**SUPPLIED INFORMATION:**
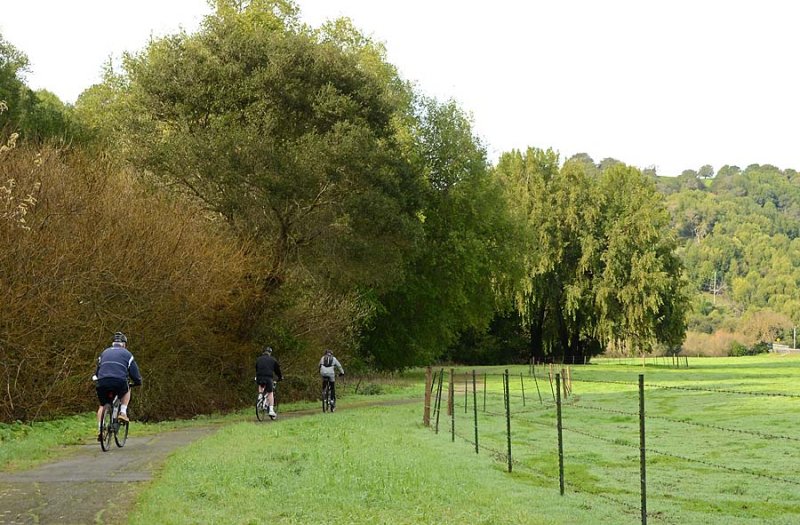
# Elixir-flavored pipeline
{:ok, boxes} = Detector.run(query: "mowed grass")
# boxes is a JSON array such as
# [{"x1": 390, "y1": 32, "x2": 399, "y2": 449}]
[
  {"x1": 130, "y1": 397, "x2": 620, "y2": 525},
  {"x1": 440, "y1": 355, "x2": 800, "y2": 525}
]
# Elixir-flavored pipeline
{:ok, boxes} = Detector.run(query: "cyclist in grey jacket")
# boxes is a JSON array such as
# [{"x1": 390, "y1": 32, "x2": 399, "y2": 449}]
[
  {"x1": 319, "y1": 349, "x2": 344, "y2": 412},
  {"x1": 92, "y1": 332, "x2": 142, "y2": 439}
]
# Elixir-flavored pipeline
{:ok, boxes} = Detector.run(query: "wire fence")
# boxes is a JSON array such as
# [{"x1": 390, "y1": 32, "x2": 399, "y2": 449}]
[{"x1": 423, "y1": 365, "x2": 800, "y2": 525}]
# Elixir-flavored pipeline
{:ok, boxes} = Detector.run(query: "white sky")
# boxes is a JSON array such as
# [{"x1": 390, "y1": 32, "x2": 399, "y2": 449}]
[{"x1": 0, "y1": 0, "x2": 800, "y2": 175}]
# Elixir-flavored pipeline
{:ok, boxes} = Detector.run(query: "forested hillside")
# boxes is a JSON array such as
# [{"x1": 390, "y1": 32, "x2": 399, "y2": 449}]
[
  {"x1": 658, "y1": 165, "x2": 800, "y2": 353},
  {"x1": 0, "y1": 0, "x2": 800, "y2": 421}
]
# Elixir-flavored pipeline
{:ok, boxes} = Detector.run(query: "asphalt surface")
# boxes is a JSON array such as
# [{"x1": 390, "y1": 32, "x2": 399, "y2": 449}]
[
  {"x1": 0, "y1": 399, "x2": 419, "y2": 525},
  {"x1": 0, "y1": 423, "x2": 218, "y2": 525}
]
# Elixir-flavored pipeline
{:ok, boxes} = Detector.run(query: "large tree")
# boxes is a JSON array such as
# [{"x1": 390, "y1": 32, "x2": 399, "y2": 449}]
[
  {"x1": 107, "y1": 0, "x2": 432, "y2": 342},
  {"x1": 365, "y1": 100, "x2": 519, "y2": 368},
  {"x1": 497, "y1": 148, "x2": 687, "y2": 360}
]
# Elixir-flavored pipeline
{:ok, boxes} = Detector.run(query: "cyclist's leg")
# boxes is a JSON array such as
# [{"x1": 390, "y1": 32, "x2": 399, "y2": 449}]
[
  {"x1": 264, "y1": 378, "x2": 275, "y2": 411},
  {"x1": 117, "y1": 381, "x2": 131, "y2": 415},
  {"x1": 95, "y1": 380, "x2": 114, "y2": 439}
]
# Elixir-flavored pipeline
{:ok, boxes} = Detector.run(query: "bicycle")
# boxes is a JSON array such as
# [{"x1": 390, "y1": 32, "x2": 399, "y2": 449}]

**TASK DIRECTIONS:** Locate every line above that contains the string "query", and copy each of those lines in full.

**RESPONSE BELOW:**
{:ok, boxes} = Detector.run(query: "mowed grass")
{:ok, boxes} = Detector.run(query: "cyclist in grey jacket")
{:ok, boxes} = Detector.run(query: "wire fence")
{:ok, boxes} = Detector.run(query: "white sky")
{:ok, boxes} = Detector.run(query: "forested hillside")
{:ok, boxes} = Detector.run(query: "asphalt surface")
{:ok, boxes} = Detector.run(query: "large tree")
{:ok, boxes} = Detector.run(query: "cyclist's leg")
{:ok, boxes} = Detector.run(query: "bicycle")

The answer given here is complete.